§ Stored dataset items

[Start of Attachment]

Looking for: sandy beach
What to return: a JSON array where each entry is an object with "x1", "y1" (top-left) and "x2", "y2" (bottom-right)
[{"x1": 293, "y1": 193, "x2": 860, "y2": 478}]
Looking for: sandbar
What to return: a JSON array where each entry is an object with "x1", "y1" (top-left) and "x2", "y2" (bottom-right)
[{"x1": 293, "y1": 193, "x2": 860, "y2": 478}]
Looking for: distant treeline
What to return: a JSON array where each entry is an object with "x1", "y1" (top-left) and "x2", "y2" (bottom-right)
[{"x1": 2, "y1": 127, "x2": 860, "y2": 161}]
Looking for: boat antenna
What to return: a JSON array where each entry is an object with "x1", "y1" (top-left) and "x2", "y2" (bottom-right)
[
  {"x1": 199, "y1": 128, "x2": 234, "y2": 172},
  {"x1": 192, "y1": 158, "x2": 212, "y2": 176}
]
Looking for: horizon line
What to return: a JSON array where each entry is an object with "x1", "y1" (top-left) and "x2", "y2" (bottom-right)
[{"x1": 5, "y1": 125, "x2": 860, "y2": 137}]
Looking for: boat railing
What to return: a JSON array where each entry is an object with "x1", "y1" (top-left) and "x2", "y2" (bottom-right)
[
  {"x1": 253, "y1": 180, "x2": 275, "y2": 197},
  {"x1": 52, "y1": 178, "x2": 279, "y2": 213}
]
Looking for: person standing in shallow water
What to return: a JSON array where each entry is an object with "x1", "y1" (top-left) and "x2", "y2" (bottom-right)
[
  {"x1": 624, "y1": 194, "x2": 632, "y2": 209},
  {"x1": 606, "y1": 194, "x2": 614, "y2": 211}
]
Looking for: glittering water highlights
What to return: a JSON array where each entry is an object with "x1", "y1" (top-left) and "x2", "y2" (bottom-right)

[End of Attachment]

§ REQUIREMENT
Set out the entries once more, word for word.

§ EXERCISE OUTPUT
Looking for: sandy beach
What to return: a JSON array where each entry is an object with "x1", "y1" (top-left) and "x2", "y2" (bottom-right)
[{"x1": 293, "y1": 193, "x2": 860, "y2": 478}]
Looking for: sandbar
What to return: a JSON array where each entry is an object with "x1", "y1" (top-left) and "x2", "y2" (bottom-right)
[{"x1": 293, "y1": 193, "x2": 860, "y2": 478}]
Looking for: distant treeline
What to return: a JSON array where each entry is an object with "x1", "y1" (top-left) and "x2", "y2" (bottom-right)
[{"x1": 2, "y1": 127, "x2": 860, "y2": 161}]
Looking for: boat antenna
What to return: a JSON array where each entry is an object with "x1", "y1" (top-left) and "x2", "y2" (bottom-right)
[
  {"x1": 199, "y1": 128, "x2": 234, "y2": 172},
  {"x1": 192, "y1": 158, "x2": 212, "y2": 176}
]
Looking for: horizon line
What to return: a JSON array where each entry is an object with "x1", "y1" (top-left) and "x2", "y2" (bottom-right)
[{"x1": 5, "y1": 125, "x2": 860, "y2": 137}]
Looking for: boat railing
What to return: a JSON array where each entry is an object with "x1", "y1" (top-left) and "x2", "y2" (bottom-right)
[
  {"x1": 253, "y1": 180, "x2": 275, "y2": 197},
  {"x1": 52, "y1": 178, "x2": 279, "y2": 213}
]
Looking for: person standing in shallow water
What to return: a JSON array where each entry is an object with "x1", "y1" (top-left) and "x2", "y2" (bottom-right)
[
  {"x1": 624, "y1": 194, "x2": 632, "y2": 209},
  {"x1": 606, "y1": 194, "x2": 614, "y2": 211}
]
Looking for: glittering water highlights
What to return: a JSON array where each entry is an object with "x1", "y1" (top-left) and "x2", "y2" (bottom-right)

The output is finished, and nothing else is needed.